### [Provided passage]
▬▬▬▬▬▬

[PATCH] Emit DWARF info for all code section in an assembly file

David Blaikie dblaikie at gmail.com
Thu Apr 3 09:28:46 PDT 2014


  General comments:

  Test coverage:
  1) a test case with more than one section, but only one section with instructions (it'd be nice for this not to use ranges, but just high_pc/low_pc)
  2) a test case with more than one section, but at least two sections with instructions and at least one section without (just to make sure we can omit those sections while still including a ranges section with the other sections)

  The refactoring into a single data structure containing a mapping from section to start/end symbols would be nice.

  Probably a bridge too far, but this starts to look almost, sort of, like what we'd like to have for source level debugging handling too. It might be nice to consider a generic range list representation that can handle all the ranges and emission. Though source level debugging needs the concept of multiple ranges even in a single section, which is an added complication compared to this code.


================
Comment at: include/llvm/MC/MCContext.h:132
@@ +131,3 @@
+    /// generating the debug_aranges section
+    DenseMap<const MCSection*, MCSymbol*> GenDwarfSectionStartSyms;
+    DenseMap<const MCSection*, MCSymbol*> GenDwarfSectionEndSyms;
----------------
Having 3 data structures all with the same key and related values is a bit of a pity. Could we get a struct (or even just a pair) of start/end symbol and have one map to that pair?

I assume "GenDwarfSections" is then just the key set from that map, right? So you don't need a separate data structure for that as well, you can just use the presence/absence in the map

Also - I assume the iteration order over the keys is important for stability of the output of the ranges section, so this might need to be a MapVector rather than just a DenseMap?

================
Comment at: include/llvm/MC/MCContext.h:386
@@ +385,3 @@
+        return Sym->second;
+      return NULL;
+    }
----------------
I think we can move to using nullptr these days - could just fix this in all places in your patch, but not strictly necessary I suppose.

▬▬▬▬▬▬

### [Objective A]
Repeat word for word the part of the DWARF patch review that opens with the words containing "Also - I assume" and closes with "just a DenseMap?".
### [Objective B]
Carry on the DWARF patch review from the point where it ends.

(Records from a collection)
▬▬▬▬▬▬

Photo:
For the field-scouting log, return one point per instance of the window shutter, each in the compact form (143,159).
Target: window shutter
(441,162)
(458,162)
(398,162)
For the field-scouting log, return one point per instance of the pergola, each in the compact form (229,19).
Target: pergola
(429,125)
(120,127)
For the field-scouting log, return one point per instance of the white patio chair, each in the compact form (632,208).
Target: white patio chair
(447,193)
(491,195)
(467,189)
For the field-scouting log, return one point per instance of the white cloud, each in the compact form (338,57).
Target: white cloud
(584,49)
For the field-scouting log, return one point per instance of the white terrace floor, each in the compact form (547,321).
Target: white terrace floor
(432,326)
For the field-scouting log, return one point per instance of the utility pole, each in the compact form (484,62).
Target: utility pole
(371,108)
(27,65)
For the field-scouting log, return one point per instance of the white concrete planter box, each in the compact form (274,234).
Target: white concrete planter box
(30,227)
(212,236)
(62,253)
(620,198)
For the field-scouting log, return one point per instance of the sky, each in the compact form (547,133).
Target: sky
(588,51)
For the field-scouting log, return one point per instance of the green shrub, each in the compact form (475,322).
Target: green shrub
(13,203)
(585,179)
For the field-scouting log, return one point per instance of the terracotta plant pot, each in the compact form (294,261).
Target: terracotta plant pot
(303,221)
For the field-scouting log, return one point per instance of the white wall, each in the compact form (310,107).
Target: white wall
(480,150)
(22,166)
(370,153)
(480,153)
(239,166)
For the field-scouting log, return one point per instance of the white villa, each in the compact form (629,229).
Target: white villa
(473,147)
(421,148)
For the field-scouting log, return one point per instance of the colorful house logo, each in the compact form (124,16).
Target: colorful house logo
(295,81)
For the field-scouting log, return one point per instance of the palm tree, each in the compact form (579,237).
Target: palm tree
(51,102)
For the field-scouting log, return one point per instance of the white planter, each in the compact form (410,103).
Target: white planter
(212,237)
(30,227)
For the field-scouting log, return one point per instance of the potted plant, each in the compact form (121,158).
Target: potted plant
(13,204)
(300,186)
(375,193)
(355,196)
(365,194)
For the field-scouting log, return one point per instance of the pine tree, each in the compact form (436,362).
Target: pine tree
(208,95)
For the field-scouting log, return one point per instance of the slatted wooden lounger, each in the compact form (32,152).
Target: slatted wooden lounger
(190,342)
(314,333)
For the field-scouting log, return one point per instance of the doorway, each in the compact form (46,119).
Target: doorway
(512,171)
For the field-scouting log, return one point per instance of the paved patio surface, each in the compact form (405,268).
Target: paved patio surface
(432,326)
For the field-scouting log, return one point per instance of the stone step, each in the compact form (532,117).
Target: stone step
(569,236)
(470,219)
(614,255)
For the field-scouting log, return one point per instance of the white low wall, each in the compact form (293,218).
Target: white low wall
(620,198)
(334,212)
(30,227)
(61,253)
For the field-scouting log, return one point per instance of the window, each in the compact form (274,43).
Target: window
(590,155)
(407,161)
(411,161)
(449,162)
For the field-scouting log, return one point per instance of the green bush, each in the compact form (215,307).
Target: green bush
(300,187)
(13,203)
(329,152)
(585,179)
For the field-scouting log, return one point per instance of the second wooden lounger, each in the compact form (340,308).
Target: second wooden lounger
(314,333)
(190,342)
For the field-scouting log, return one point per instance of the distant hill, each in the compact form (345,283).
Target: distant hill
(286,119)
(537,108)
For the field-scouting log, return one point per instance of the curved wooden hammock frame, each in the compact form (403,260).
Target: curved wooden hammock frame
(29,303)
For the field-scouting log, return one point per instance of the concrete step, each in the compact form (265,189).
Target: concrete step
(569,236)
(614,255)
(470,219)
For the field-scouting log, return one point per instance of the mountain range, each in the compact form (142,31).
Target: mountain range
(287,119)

▬▬▬▬▬▬

### [Expected output A]
Also - I assume the iteration order over the keys is important for stability of the output of the ranges section, so this might need to be a MapVector rather than just a DenseMap?

### [Expected output B]
================
Comment at: include/llvm/MC/MCContext.h:382
@@ +381,3 @@
+    void addGenDwarfSection(const MCSection *Sec) { GenDwarfSections.insert(Sec); }
+    MCSymbol *getGenDwarfSectionStartSym(const MCSection* Sec) {
+      DenseMap<const MCSection *, MCSymbol*>::iterator Sym = GenDwarfSectionStartSyms.find(Sec);
----------------
With the suggested data structure changes above, these get/set functions probably just turn into one or two functions (two if you need const overloads, one if you don't) that, given an MCSection* returns the pair/structure containing the start and end.

================
Comment at: lib/MC/MCDwarf.cpp:525
@@ +524,3 @@
+    MCOS->EmitLabel(SectionEndSym);
+    context.setGenDwarfSectionEndSym(*sec, SectionEndSym);
+
----------------
Perhaps rather than creating end labels, etc, for sections that don't have any instructions anyway, and using another data structure, we could just remove the element from the Sections set/map immediately - then iterate the map later on?

================
Comment at: lib/MC/MCDwarf.cpp:658
@@ +657,3 @@
+    while (true) {
+      assert(TextSection != Sections.end() && "No text section found");
+      MCOS->SwitchSection(*TextSection);
----------------
Would this break on an empty asm file (or one with only data, perhaps?)?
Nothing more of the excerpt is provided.